WHAT IS REQUIRED: Convert all of the material below into a numbered list with one entry per line, and leave out any blank lines.

(Point labeling examples)
───

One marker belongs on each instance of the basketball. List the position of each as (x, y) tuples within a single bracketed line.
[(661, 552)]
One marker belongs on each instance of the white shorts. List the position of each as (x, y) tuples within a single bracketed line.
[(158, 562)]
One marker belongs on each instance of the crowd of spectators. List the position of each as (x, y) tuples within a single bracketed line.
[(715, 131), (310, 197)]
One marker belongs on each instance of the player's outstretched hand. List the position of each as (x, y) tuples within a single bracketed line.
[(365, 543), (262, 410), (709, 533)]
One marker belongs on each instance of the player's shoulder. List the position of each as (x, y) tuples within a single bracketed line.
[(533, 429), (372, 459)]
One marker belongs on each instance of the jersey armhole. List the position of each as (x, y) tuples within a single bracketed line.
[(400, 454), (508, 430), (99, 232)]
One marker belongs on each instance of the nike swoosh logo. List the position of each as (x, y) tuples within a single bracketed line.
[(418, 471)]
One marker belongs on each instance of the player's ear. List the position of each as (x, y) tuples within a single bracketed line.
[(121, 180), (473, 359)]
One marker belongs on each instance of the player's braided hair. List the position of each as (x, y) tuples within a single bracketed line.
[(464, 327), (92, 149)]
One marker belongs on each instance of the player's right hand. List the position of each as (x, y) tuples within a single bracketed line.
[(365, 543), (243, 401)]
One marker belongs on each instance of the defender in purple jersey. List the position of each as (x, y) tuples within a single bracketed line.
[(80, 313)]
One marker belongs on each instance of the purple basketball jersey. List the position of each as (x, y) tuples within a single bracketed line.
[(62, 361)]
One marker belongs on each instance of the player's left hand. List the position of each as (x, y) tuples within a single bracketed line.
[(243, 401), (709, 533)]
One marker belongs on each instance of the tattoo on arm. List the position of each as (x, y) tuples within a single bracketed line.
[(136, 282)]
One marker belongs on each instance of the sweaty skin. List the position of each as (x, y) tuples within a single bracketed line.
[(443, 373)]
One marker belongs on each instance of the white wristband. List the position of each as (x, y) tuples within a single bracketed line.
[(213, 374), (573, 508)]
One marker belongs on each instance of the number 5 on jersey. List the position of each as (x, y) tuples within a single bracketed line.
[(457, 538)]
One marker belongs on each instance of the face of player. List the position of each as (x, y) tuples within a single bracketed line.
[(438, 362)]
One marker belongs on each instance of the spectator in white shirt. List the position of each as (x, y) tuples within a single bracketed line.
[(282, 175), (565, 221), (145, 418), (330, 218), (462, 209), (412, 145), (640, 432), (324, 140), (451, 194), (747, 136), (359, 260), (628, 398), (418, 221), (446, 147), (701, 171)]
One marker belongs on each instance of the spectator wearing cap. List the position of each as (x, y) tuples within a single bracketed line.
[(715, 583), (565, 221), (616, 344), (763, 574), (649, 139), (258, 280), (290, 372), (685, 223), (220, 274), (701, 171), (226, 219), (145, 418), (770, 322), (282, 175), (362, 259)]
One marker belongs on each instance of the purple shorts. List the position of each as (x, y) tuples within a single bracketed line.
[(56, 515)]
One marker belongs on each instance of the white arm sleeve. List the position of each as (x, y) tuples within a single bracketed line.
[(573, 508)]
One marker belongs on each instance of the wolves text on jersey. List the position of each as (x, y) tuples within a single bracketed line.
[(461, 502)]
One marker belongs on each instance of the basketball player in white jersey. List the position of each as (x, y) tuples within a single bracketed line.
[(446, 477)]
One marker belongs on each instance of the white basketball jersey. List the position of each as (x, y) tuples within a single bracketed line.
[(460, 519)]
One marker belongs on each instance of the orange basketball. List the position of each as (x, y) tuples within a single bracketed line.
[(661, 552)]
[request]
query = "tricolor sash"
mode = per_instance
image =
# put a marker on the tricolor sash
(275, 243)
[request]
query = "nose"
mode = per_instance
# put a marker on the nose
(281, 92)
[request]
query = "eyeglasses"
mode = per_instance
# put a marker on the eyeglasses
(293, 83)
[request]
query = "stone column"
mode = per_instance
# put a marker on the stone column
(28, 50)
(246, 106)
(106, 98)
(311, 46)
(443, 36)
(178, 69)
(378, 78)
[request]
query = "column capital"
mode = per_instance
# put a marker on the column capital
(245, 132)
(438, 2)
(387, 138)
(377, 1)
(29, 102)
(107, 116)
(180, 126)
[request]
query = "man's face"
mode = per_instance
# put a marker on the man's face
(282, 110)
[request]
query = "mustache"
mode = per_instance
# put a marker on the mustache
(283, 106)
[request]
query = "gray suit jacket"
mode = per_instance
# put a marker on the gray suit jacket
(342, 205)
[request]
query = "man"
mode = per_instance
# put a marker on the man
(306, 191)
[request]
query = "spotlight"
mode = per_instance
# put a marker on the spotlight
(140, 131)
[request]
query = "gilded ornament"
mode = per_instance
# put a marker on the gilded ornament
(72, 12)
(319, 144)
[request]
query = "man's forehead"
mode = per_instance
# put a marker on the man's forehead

───

TASK ANSWER:
1. One marker belongs on each instance of the basketball. List the position of each as (x, y) tuples within a single bracketed line.
2. [(661, 552)]
3. One marker belongs on each instance of the white shorts. List the position of each as (x, y) tuples within a single bracketed line.
4. [(158, 562)]
5. One marker belongs on each instance of the crowd of spectators. List the position of each as (x, y) tuples within a single bracketed line.
6. [(715, 131), (310, 197)]
7. One marker belongs on each instance of the player's outstretched hand. List the position of each as (x, y) tuples within a single bracketed line.
8. [(365, 543), (262, 410), (709, 533)]
9. One marker belongs on each instance of the player's shoulder. List the position of each as (x, y) tuples within a single bracketed line.
10. [(533, 429), (372, 459)]
11. One marker belongs on each instance of the jersey armhole. List the position of each as (x, y) tuples within a single bracketed line.
12. [(400, 454), (508, 430), (99, 232)]
13. One marker belongs on each instance of the nike swoosh logo. List the position of each as (x, y) tuples within a single bracketed line.
14. [(418, 471)]
15. One marker belongs on each instance of the player's ear. List the position of each as (x, y) tuples within a single bracketed line.
16. [(121, 180), (473, 359)]
17. One marker belongs on each instance of the player's braided hair. List the position of each as (x, y) tuples within a single bracketed line.
18. [(464, 327), (92, 149)]
19. One marker belongs on each instance of the player's right hand. List the position of each as (x, y) tuples within a single bracketed line.
20. [(365, 543), (243, 401)]
21. One marker belongs on each instance of the defender in purple jersey. List the position of each as (x, y) tuples within a single bracketed line.
22. [(80, 313)]
23. One marker belongs on each instance of the purple basketball jersey. List the position of each as (x, y) tuples within a single bracketed line.
24. [(62, 361)]
25. One marker belongs on each instance of the player's left hand. List the position of each as (x, y) tuples within a single bracketed line.
26. [(243, 401), (709, 533)]
27. One marker belongs on each instance of the tattoo on arm. List the position of each as (x, y) tuples within a single bracketed line.
28. [(136, 282)]
29. One marker belongs on each instance of the sweaty skin. List the position of each as (x, y) tuples within a single bracketed line.
30. [(443, 373)]
31. One marker belongs on each instance of the white wristband. List the position of each as (x, y) tuples within a single bracketed line.
32. [(213, 374), (573, 508)]
33. One marker belongs on each instance of the number 5 on jersey. List the position of each as (x, y) tuples within a single bracketed line.
34. [(457, 538)]
35. One marker belongs on each instance of the face of player. List the position of each as (x, y) tuples within a single bracketed line.
36. [(438, 362)]
37. One marker belongs on each instance of the spectator in white shirt. List the position of each as (x, y) tuples within a single bracketed line.
38. [(282, 175), (565, 221), (145, 418), (330, 218), (462, 209), (412, 145), (640, 432), (324, 140), (451, 194), (747, 136), (359, 260), (628, 398), (418, 221), (446, 147), (701, 171)]
39. One marker belongs on each instance of the spectator wearing cap. List the position of each as (x, y) tuples within a single bracketed line.
40. [(715, 583), (565, 221), (616, 344), (763, 574), (649, 139), (258, 280), (290, 372), (685, 223), (220, 274), (701, 171), (226, 219), (145, 418), (770, 322), (282, 175), (362, 259)]
41. One marker belongs on each instance of the purple shorts. List the position of each as (x, y) tuples within a single bracketed line.
42. [(56, 515)]
43. One marker belongs on each instance of the white arm sleeve. List the position of each as (x, y) tuples within a single bracketed line.
44. [(573, 508)]
45. One marker belongs on each instance of the wolves text on jersey. List the position of each as (x, y) tuples within a single bracketed line.
46. [(461, 502)]
47. One marker belongs on each instance of the basketball player in white jersey. List the position of each as (x, y) tuples within a single bracketed line.
48. [(446, 477)]
49. One marker belongs on each instance of the white basketball jersey. List the position of each as (x, y) tuples within a single bracketed line.
50. [(460, 519)]
51. One marker belongs on each instance of the orange basketball. List the position of each as (x, y) tuples within a single bracketed line.
52. [(661, 552)]
53. [request]
54. query = "tricolor sash"
55. mode = per_instance
56. image =
57. # put a marker on the tricolor sash
58. (275, 243)
59. [request]
60. query = "nose"
61. mode = per_instance
62. # put a marker on the nose
63. (281, 92)
64. [request]
65. query = "eyeglasses"
66. mode = per_instance
67. # put a marker on the eyeglasses
68. (293, 83)
69. [request]
70. query = "stone column"
71. mode = per_instance
72. # put a marker on the stone column
73. (28, 50)
74. (246, 106)
75. (106, 98)
76. (311, 46)
77. (443, 36)
78. (178, 69)
79. (378, 78)
80. [request]
81. query = "column capital"
82. mode = per_instance
83. # put a marker on the column capital
84. (245, 132)
85. (438, 2)
86. (387, 138)
87. (377, 1)
88. (29, 102)
89. (107, 116)
90. (180, 126)
91. [request]
92. query = "man's face"
93. mode = per_instance
94. # put a marker on the man's face
95. (282, 110)
96. [request]
97. query = "mustache"
98. mode = per_instance
99. # put a marker on the mustache
100. (283, 106)
101. [request]
102. query = "gray suit jacket"
103. mode = per_instance
104. # put a marker on the gray suit jacket
105. (342, 205)
106. [request]
107. query = "man"
108. mode = per_instance
109. # put a marker on the man
110. (306, 191)
111. [request]
112. query = "spotlight"
113. mode = per_instance
114. # put a marker on the spotlight
115. (140, 131)
116. [request]
117. query = "gilded ornament"
118. mode = per_instance
119. # put a marker on the gilded ornament
120. (72, 12)
121. (319, 144)
122. [request]
123. query = "man's forehead"
124. mode = per_instance
125. # put a marker on the man's forehead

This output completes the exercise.